(Image-grounded pointing data)

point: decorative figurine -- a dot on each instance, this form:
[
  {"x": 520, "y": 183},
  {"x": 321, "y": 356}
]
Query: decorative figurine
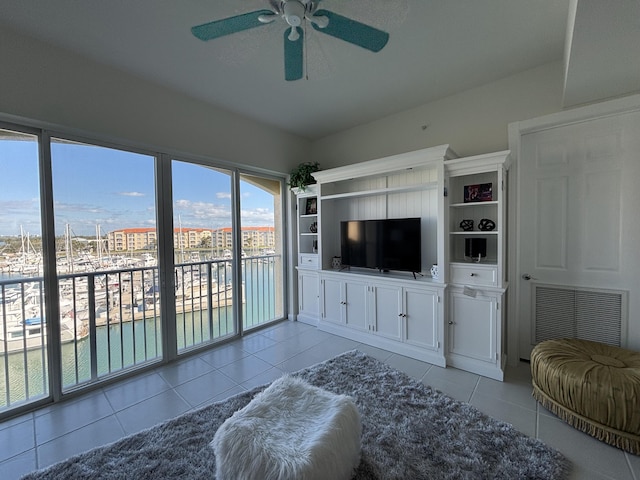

§ **Task details**: Copy out the entries exactly as they stand, omitting the images.

§ **Response for this exercise**:
point: decorative figurine -- a dot on each instance, this form:
[
  {"x": 520, "y": 183},
  {"x": 321, "y": 356}
]
Query: decorative figurine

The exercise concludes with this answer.